#### What to do
Print, please, the line that contains "every visible steep" and each line after it to the end of the entries, unchanged and with nothing else.
======== The data ========
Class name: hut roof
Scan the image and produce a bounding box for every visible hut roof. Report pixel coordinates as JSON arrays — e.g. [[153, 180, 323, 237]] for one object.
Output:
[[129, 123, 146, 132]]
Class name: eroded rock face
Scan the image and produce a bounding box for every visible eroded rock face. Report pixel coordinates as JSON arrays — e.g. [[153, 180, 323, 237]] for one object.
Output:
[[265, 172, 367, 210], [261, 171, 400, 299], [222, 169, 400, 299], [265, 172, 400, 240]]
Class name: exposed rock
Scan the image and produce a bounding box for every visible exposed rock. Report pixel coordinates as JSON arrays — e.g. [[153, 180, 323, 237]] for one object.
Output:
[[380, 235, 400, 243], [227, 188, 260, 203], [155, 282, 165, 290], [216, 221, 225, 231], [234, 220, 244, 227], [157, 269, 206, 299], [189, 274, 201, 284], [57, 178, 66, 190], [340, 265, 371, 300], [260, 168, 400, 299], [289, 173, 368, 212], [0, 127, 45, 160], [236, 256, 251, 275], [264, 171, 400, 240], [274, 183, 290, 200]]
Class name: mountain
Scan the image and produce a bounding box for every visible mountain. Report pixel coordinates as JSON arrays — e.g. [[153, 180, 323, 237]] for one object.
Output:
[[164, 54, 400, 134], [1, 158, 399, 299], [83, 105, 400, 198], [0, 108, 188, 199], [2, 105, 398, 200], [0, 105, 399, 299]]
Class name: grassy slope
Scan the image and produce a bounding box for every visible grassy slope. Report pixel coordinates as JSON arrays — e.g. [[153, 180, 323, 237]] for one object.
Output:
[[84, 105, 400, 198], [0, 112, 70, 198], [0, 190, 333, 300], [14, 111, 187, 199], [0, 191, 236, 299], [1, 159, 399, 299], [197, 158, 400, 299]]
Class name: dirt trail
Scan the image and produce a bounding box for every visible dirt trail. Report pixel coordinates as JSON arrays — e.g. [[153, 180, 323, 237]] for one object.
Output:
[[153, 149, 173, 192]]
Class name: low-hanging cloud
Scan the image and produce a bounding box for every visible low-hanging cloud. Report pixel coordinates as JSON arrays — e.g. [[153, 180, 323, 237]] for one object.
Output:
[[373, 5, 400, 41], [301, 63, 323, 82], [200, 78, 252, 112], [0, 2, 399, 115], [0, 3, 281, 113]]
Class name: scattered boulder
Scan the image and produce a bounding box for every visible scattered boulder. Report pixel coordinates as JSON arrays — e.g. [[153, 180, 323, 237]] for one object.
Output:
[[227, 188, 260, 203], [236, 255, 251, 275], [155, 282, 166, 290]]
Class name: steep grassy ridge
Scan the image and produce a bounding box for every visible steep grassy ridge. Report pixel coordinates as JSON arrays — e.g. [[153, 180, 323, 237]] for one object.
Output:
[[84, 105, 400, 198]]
========
#### Written response
Scan the image and produce a bounding box for every visible steep grassy ridge. Report pixel coordinates as JSON arrays — e.g. [[153, 180, 323, 237]] for one object.
Output:
[[84, 105, 400, 198]]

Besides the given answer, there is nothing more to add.